• _DOCUMENT EXCERPT_:
▼
2010-07-03 Thread Roman Cheplyaka
* Andrew Coppin andrewcop...@btinternet.com [2010-07-03 15:07:17+0100]
 Roman Cheplyaka wrote:
 * Andrew Coppin andrewcop...@btinternet.com [2010-07-03 14:20:14+0100]
 In my experience, using more than one monad transformer at once makes
 code utterly incomprehensible.
 
 See X monad (xmonad) for an counterexample.
 
 -- | The X monad, 'ReaderT' and 'StateT' transformers over 'IO'
 -- encapsulating the window manager configuration and state,
 -- respectively.
 --
 -- Dynamic components may be retrieved with 'get', static components
 -- with 'ask'. With newtype deriving we get readers and state monads
 -- instantiated on 'XConf' and 'XState' automatically.
 --
 newtype X a = X (ReaderT XConf (StateT XState IO) a)
 
 In my experience, defining a type representing several stacked monad
 transformers is the easy part.

Of course it is. It wasn't my intention just to show you how easy it is
to define a newtype in Haskell :)

I just showed you a monad stack which is successfully used in xmonad --
and you really need to read the code a bit to get the taste of it.
▲
• _RECORDED INFORMATION_:
▼
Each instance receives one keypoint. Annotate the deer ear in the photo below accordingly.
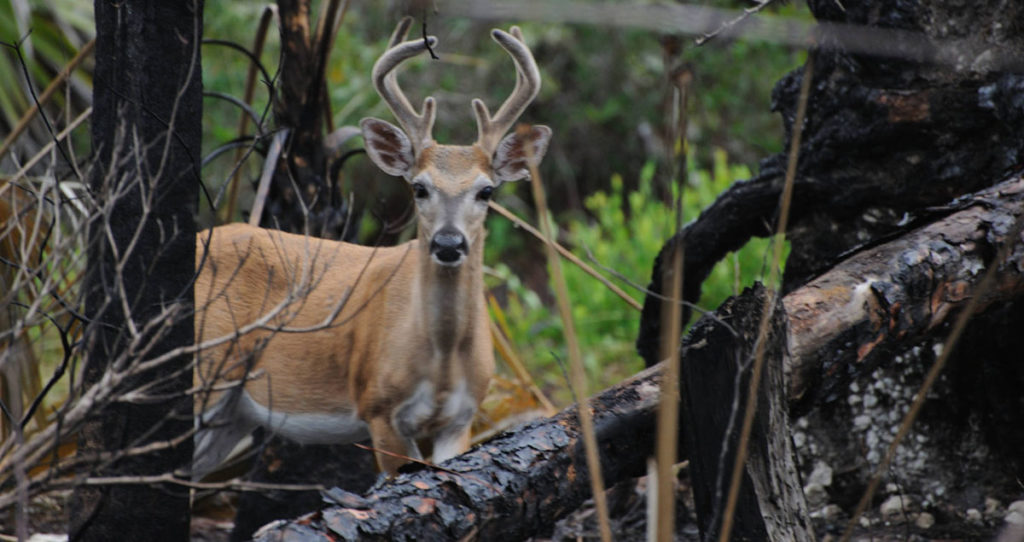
▲
• _WORK TO DO_:
a - In the mailing-list thread on monad transformers, reproduce everything from "2010-07-03 Thread Roman" down to "-- respectively.".
b - According to the mailing-list thread on monad transformers, which two transformers over IO make up the X monad?
c - In the mailing-list thread on monad transformers, why does Roman Cheplyaka point to the X monad, given that he says he was not trying to show how easy it is to define a newtype?

• _SOLUTIONS TO EACH TASK_:
a -
2010-07-03 Thread Roman Cheplyaka
* Andrew Coppin andrewcop...@btinternet.com [2010-07-03 15:07:17+0100]
 Roman Cheplyaka wrote:
 * Andrew Coppin andrewcop...@btinternet.com [2010-07-03 14:20:14+0100]
 In my experience, using more than one monad transformer at once makes
 code utterly incomprehensible.
 
 See X monad (xmonad) for an counterexample.
 
 -- | The X monad, 'ReaderT' and 'StateT' transformers over 'IO'
 -- encapsulating the window manager configuration and state,
 -- respectively.

b - ReaderT and StateT.

c - He offers it as a counterexample to the claim that using more than one monad transformer at once makes code utterly incomprehensible. It is a monad stack used successfully in xmonad, and he says you need to read the code a bit to get the taste of it.